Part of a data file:
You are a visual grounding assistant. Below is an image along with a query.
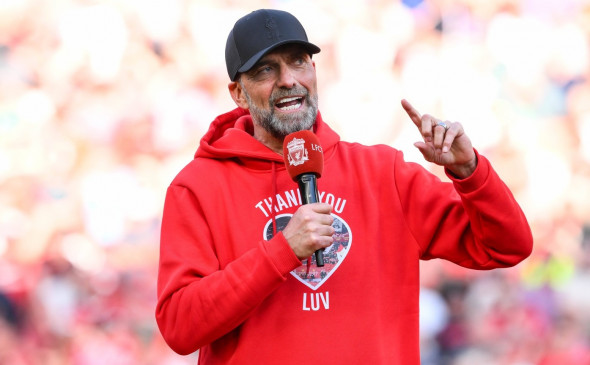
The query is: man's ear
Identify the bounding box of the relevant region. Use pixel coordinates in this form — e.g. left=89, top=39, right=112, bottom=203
left=227, top=81, right=248, bottom=109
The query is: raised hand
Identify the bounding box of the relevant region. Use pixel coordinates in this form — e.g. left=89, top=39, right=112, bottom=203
left=402, top=99, right=477, bottom=178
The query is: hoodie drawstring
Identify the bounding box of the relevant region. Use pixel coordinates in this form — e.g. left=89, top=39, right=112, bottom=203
left=271, top=161, right=311, bottom=277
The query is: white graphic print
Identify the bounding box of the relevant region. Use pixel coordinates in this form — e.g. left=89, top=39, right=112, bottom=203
left=287, top=138, right=309, bottom=166
left=264, top=214, right=352, bottom=290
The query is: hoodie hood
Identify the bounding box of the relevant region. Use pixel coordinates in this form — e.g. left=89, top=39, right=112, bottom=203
left=195, top=108, right=340, bottom=169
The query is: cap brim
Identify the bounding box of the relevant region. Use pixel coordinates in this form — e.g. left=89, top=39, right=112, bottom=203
left=236, top=40, right=320, bottom=77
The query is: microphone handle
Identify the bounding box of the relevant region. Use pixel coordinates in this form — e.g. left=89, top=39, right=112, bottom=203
left=297, top=173, right=324, bottom=267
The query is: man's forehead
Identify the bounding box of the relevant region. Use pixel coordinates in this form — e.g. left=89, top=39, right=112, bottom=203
left=252, top=44, right=311, bottom=64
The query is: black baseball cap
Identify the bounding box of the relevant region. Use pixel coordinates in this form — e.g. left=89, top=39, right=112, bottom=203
left=225, top=9, right=320, bottom=81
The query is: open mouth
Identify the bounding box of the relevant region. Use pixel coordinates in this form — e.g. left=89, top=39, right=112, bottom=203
left=275, top=96, right=303, bottom=111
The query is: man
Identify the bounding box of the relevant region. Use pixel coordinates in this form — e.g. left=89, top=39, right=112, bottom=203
left=156, top=10, right=532, bottom=365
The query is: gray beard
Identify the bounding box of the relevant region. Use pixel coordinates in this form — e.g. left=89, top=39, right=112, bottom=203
left=242, top=85, right=318, bottom=139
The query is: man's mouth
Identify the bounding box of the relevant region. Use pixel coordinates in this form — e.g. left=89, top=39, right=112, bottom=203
left=275, top=96, right=303, bottom=111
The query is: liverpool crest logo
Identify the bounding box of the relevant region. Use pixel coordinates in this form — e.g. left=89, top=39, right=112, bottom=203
left=287, top=138, right=309, bottom=166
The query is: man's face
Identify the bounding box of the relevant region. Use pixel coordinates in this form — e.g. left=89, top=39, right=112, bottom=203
left=239, top=45, right=318, bottom=139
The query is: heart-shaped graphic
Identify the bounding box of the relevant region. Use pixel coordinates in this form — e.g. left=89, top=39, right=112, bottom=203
left=264, top=214, right=352, bottom=290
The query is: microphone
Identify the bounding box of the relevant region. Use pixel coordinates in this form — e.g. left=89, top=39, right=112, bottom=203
left=283, top=130, right=324, bottom=267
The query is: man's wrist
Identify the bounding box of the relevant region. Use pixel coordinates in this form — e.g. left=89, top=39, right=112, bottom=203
left=446, top=153, right=477, bottom=179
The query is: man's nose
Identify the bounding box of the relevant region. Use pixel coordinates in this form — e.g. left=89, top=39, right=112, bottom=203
left=277, top=67, right=297, bottom=89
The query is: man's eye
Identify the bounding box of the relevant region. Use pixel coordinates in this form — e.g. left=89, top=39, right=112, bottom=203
left=256, top=66, right=272, bottom=74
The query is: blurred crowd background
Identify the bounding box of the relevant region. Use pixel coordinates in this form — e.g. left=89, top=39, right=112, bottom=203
left=0, top=0, right=590, bottom=365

» **TO BE DONE**: Write out every line again, starting with the line that contains "The query is: heart-shaped graphic" and going on through the end of the material. Add 21 to each bounding-box coordinate in the answers only.

» **SOLUTION TO THE PROBLEM**:
The query is: heart-shaped graphic
Identify the bounding box of the relevant region. Use pixel coordinates in this form — e.g. left=89, top=39, right=112, bottom=203
left=285, top=235, right=373, bottom=311
The query is: microphone
Identify the bounding box of the relevant region. Use pixel coordinates in this form — e.g. left=89, top=39, right=112, bottom=203
left=304, top=151, right=345, bottom=288
The query is: man's wrist
Identify the bounding box of the relevant region. Use pixel coordinates in this form — e.g. left=89, top=39, right=112, bottom=203
left=467, top=174, right=498, bottom=200
The query is: man's nose
Identify the bounding box of the relevant region. Use pixel coordinates in this form — e.g. left=89, top=39, right=112, bottom=203
left=298, top=88, right=318, bottom=110
The query is: man's eye
Identify the bounding box of the relevant region. Use pixel coordinates in this form — e.g. left=89, top=39, right=112, bottom=203
left=277, top=87, right=293, bottom=95
The query is: blurred crowd background
Identify the bounding box of the relevant region. Use pixel coordinates in this form — e.g. left=89, top=39, right=112, bottom=203
left=21, top=21, right=611, bottom=386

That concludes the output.